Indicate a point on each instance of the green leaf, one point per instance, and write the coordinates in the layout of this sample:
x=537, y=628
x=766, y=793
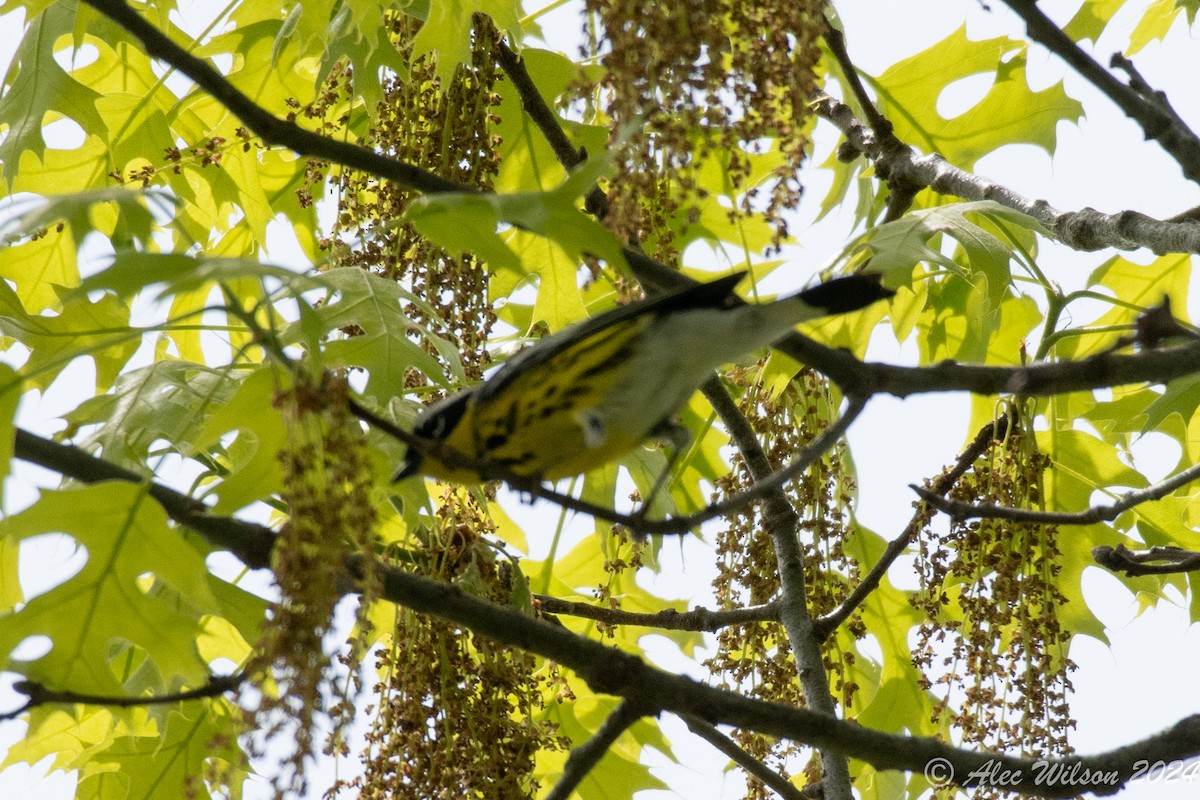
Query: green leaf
x=1011, y=112
x=108, y=602
x=97, y=330
x=167, y=401
x=79, y=211
x=1157, y=20
x=1132, y=284
x=39, y=269
x=131, y=272
x=447, y=30
x=251, y=461
x=1091, y=19
x=10, y=395
x=384, y=348
x=42, y=89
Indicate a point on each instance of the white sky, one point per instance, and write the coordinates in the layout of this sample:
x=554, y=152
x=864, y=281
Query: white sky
x=1120, y=692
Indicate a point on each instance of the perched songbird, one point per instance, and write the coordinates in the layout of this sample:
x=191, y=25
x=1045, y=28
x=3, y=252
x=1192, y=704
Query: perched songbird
x=589, y=394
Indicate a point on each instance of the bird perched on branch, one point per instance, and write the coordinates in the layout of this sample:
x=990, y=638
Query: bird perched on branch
x=589, y=394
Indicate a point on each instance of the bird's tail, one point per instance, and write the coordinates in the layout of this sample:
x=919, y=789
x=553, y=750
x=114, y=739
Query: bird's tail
x=843, y=295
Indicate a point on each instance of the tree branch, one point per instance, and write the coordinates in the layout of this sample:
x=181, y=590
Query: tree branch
x=1138, y=563
x=773, y=780
x=778, y=513
x=651, y=690
x=585, y=757
x=40, y=695
x=1084, y=230
x=959, y=510
x=781, y=524
x=1158, y=122
x=852, y=376
x=697, y=619
x=901, y=191
x=829, y=623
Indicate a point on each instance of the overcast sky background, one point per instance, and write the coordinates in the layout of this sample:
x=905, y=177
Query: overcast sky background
x=1146, y=680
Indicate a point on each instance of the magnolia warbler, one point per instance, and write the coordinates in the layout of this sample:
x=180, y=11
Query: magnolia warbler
x=591, y=392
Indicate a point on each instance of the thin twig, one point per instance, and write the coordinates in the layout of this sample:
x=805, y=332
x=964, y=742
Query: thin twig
x=696, y=619
x=990, y=432
x=1086, y=229
x=780, y=521
x=1157, y=122
x=1138, y=563
x=585, y=757
x=595, y=202
x=901, y=191
x=959, y=510
x=773, y=780
x=251, y=542
x=613, y=672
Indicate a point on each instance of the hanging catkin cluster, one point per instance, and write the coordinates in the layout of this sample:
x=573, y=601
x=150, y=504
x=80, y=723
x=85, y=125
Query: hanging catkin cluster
x=993, y=647
x=695, y=89
x=447, y=130
x=756, y=657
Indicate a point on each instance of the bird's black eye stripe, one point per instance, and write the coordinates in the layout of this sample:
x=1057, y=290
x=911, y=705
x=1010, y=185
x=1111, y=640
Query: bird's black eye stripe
x=443, y=416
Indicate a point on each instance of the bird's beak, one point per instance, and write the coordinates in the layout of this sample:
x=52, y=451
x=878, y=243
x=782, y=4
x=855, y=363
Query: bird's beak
x=409, y=467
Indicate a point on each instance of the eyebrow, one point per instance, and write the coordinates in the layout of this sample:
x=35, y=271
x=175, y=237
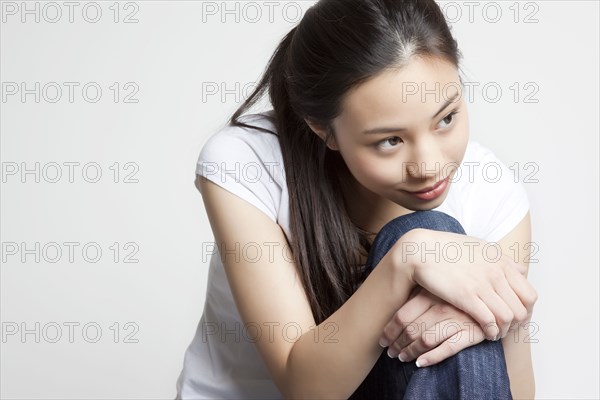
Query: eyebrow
x=375, y=131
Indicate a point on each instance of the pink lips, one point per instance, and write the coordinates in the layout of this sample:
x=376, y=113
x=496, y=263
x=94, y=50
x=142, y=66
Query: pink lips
x=432, y=192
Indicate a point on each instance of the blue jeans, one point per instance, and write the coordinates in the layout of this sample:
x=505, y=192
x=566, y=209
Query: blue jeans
x=477, y=372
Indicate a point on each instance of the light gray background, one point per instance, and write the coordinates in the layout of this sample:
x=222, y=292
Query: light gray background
x=174, y=51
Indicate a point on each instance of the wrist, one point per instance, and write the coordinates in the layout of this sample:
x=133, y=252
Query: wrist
x=405, y=256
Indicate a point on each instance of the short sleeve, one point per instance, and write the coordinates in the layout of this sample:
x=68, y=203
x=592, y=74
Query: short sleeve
x=498, y=200
x=241, y=162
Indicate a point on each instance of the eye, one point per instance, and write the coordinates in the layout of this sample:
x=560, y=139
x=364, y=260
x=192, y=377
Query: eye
x=449, y=119
x=392, y=139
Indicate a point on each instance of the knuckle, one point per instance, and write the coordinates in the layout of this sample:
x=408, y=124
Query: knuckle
x=506, y=318
x=443, y=308
x=521, y=314
x=399, y=318
x=429, y=340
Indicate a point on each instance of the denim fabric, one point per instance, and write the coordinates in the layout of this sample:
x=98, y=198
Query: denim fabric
x=477, y=372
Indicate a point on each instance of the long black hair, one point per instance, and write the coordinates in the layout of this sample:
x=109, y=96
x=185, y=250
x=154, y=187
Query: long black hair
x=337, y=45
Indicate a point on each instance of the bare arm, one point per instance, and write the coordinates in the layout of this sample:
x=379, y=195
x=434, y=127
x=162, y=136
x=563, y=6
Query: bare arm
x=517, y=350
x=330, y=361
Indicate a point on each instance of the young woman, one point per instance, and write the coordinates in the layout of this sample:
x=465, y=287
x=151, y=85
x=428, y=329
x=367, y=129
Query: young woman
x=365, y=248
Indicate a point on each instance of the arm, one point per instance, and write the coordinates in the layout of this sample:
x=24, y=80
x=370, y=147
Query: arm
x=427, y=310
x=517, y=350
x=333, y=359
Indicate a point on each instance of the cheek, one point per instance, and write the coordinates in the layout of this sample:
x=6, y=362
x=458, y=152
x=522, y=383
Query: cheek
x=369, y=172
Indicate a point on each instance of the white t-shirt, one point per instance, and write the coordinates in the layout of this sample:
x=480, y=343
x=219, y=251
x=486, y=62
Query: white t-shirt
x=222, y=361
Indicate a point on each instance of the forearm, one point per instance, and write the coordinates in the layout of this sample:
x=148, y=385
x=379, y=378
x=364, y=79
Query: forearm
x=517, y=352
x=334, y=360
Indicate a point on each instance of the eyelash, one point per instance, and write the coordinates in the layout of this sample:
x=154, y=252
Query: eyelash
x=451, y=114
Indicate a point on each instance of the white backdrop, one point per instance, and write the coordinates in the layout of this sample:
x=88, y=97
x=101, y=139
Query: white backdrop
x=105, y=107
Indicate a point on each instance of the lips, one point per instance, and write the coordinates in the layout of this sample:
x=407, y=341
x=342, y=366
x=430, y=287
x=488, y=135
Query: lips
x=430, y=188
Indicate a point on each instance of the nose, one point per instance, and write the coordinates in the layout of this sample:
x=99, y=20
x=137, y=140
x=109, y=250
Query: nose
x=424, y=161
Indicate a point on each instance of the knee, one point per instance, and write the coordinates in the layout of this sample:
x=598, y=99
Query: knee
x=430, y=219
x=396, y=228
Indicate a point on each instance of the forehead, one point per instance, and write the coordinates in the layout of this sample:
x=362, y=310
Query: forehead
x=410, y=93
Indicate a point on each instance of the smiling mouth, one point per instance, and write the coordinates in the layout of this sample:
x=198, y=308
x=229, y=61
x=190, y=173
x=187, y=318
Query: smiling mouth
x=428, y=189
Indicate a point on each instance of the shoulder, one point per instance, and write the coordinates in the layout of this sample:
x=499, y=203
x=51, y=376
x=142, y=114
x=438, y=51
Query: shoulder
x=246, y=161
x=492, y=199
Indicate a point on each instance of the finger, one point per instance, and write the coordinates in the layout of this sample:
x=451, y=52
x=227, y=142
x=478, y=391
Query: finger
x=437, y=313
x=482, y=314
x=522, y=288
x=502, y=312
x=410, y=311
x=430, y=339
x=506, y=292
x=459, y=341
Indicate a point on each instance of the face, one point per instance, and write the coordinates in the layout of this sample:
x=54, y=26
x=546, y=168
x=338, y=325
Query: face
x=404, y=131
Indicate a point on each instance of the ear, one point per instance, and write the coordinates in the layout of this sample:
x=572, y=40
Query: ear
x=321, y=131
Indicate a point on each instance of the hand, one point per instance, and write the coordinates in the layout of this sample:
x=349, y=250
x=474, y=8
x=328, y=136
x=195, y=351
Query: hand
x=472, y=275
x=430, y=330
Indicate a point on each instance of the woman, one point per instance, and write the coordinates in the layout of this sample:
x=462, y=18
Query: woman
x=345, y=221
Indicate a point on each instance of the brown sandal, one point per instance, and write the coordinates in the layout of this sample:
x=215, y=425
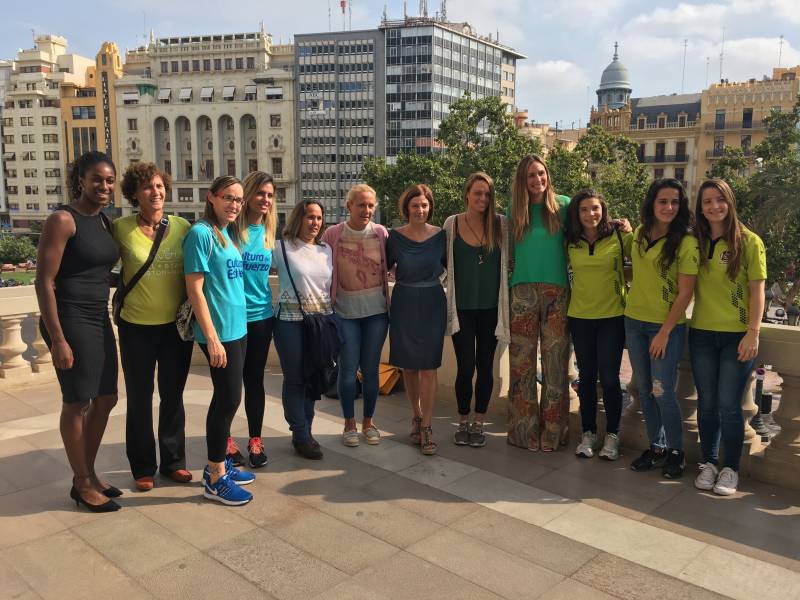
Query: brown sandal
x=416, y=427
x=429, y=447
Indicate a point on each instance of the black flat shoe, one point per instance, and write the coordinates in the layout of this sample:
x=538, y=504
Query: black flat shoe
x=307, y=450
x=112, y=492
x=109, y=506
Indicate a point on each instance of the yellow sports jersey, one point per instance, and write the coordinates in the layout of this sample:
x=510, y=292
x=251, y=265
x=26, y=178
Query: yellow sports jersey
x=722, y=304
x=156, y=297
x=654, y=287
x=598, y=280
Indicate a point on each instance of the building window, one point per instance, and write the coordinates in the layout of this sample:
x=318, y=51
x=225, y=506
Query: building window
x=84, y=112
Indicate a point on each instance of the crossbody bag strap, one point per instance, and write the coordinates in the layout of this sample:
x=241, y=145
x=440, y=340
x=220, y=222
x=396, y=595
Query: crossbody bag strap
x=291, y=279
x=164, y=223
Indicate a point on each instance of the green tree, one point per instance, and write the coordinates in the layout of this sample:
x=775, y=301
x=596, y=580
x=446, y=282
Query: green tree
x=477, y=135
x=16, y=250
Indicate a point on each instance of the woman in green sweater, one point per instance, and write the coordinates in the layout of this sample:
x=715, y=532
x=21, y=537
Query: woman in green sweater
x=539, y=300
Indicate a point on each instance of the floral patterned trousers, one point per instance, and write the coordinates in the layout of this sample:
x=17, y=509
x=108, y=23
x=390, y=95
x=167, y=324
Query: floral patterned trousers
x=538, y=318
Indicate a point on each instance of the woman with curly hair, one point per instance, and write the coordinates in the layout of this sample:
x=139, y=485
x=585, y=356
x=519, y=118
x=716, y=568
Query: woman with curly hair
x=146, y=324
x=665, y=262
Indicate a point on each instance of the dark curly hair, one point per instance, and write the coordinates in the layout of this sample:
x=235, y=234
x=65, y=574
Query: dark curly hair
x=139, y=174
x=78, y=169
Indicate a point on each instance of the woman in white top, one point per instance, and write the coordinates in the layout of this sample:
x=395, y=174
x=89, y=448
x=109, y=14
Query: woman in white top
x=311, y=266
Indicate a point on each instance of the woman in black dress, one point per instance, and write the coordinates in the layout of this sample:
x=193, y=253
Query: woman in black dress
x=76, y=254
x=418, y=311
---
* **EXERCISE AIM**: Retype everything from the start of the rows down to the line containing "x=1146, y=680", with both ends included. Leave the pictures out of the answer.

* **TASK SOLUTION**:
Indicate a point on each instance of the green leaf, one point per instance, and write the coordinates in the layout of this sample:
x=537, y=628
x=766, y=793
Query: green leaf
x=1011, y=112
x=108, y=602
x=97, y=330
x=167, y=401
x=79, y=211
x=1157, y=20
x=1132, y=284
x=39, y=269
x=131, y=272
x=447, y=30
x=251, y=461
x=1091, y=19
x=10, y=395
x=384, y=348
x=42, y=89
Indicate a point on each instance of the white sky, one point per instance, and write the coordinates in the layout of this sample:
x=554, y=152
x=864, y=281
Query: white sky
x=1120, y=692
Indicate a point on each instance of the perched songbird, one point per instance, and write the coordinates in the layout of this sample:
x=191, y=25
x=1045, y=28
x=3, y=252
x=1192, y=704
Query: perched songbird
x=589, y=394
Indicate a point on each instance of the bird perched on branch, one point per instance, and write the coordinates in the layout of this sample:
x=990, y=638
Query: bird perched on branch
x=589, y=394
Indicate a point on each instance of the bird's tail, one point per instance, and write the coordinates in the layout of this sample:
x=919, y=789
x=553, y=750
x=114, y=739
Query: bird's tail
x=843, y=295
Indicate a point on each instance of the tree branch, one point per instance, and write the coordinates in the layout of this sample:
x=181, y=590
Query: tree branch
x=1138, y=563
x=773, y=780
x=778, y=513
x=651, y=690
x=585, y=757
x=40, y=695
x=1084, y=230
x=959, y=510
x=781, y=524
x=1158, y=122
x=852, y=376
x=697, y=619
x=901, y=191
x=829, y=623
Indicate a point on each instance of the overcast sky background, one point per instance, and write the coordinates in the layout of this sample:
x=905, y=177
Query: overcast sky background
x=1146, y=680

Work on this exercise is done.